To do | Please reproduce the entries below exactly, omitting any images they contain.

[Photo-based referring expression data]
***

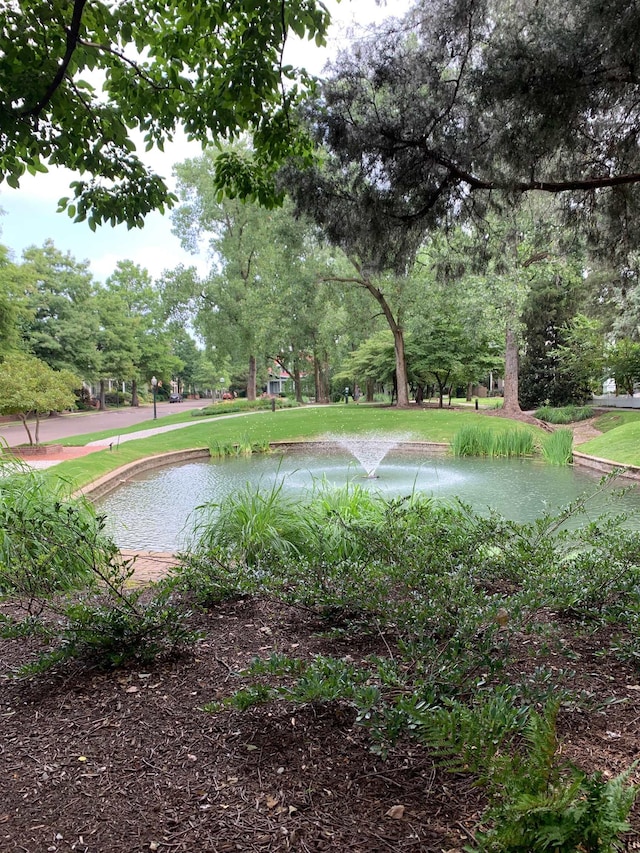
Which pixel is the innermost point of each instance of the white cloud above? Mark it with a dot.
(30, 212)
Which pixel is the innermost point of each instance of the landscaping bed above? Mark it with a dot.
(130, 761)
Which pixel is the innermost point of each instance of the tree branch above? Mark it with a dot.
(72, 41)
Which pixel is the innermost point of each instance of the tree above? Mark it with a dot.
(555, 369)
(211, 67)
(623, 362)
(118, 352)
(31, 387)
(62, 325)
(12, 303)
(143, 342)
(466, 98)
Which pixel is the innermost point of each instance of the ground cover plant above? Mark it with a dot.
(557, 447)
(621, 444)
(369, 674)
(564, 414)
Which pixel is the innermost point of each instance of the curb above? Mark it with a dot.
(107, 483)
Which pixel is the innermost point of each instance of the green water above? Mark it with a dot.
(155, 510)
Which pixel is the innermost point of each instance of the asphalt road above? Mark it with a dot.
(56, 427)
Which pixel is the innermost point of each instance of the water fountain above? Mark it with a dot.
(369, 451)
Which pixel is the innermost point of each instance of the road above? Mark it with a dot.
(56, 427)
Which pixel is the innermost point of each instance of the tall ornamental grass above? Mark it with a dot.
(48, 543)
(564, 414)
(476, 440)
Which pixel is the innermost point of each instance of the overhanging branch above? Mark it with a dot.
(72, 41)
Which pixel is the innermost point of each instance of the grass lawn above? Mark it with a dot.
(438, 425)
(619, 443)
(616, 418)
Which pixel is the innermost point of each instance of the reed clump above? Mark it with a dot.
(476, 440)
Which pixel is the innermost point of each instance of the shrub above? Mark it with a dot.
(48, 543)
(557, 447)
(476, 440)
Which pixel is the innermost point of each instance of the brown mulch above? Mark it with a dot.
(138, 760)
(53, 452)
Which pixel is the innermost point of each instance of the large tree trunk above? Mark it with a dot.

***

Answer space |
Which pixel is the innermost point of each instance of the white cloud above? Mark it with a dot.
(30, 212)
Which pixel is the innermost point of each instance of the landscaping bed above? Mark it with a dot.
(130, 761)
Which pixel is the innermost point of each instance of the tree branch above? Mark it with a dot.
(72, 41)
Which pixel is the innermost point of each instance of the tree above? Mark it with a dot.
(555, 369)
(211, 67)
(623, 362)
(118, 352)
(31, 387)
(62, 325)
(12, 303)
(143, 342)
(466, 98)
Which pixel is the innermost point of each instance of the ground cover plant above? Mark it with a dot.
(557, 447)
(621, 444)
(369, 674)
(564, 414)
Which pixel is the innermost point of each instance of the curb above? Mark it with a dot.
(107, 483)
Which pixel is the innermost point of each instance of the green water above? Mark it with a dot.
(155, 510)
Which pixel is the innermost point of each instance of the asphalt road above? Mark it with a dot.
(56, 427)
Which pixel is the innermost point of each instance of the water fountain above? Mark it with a dot.
(369, 451)
Which pixel is the innermost point of each instance of the road above? Mark it with a dot.
(56, 427)
Which pixel is the innermost point of each instance of the tall ornamental grass above? Mark it with a dot.
(48, 543)
(564, 414)
(476, 440)
Which pixel is the innermost point of each instance of the overhanging branch above? Mark it with a dot.
(72, 41)
Which pixel is the innermost point of each instance of the grass lawn above? Mark it with a dot.
(438, 425)
(619, 443)
(616, 418)
Which pixel is the innermost point of each instance of the reed clump above? Mark it with a dot.
(476, 440)
Which pixel is the innermost point of each instance of the shrub above? Mark it with a dot.
(48, 543)
(557, 447)
(476, 440)
Which pixel is the innermost point of each instance of the brown mulch above? Mark it with a dot.
(138, 760)
(53, 452)
Which pixel is the innermost point of each instance of the large tree trunk above? Mark it with a dot.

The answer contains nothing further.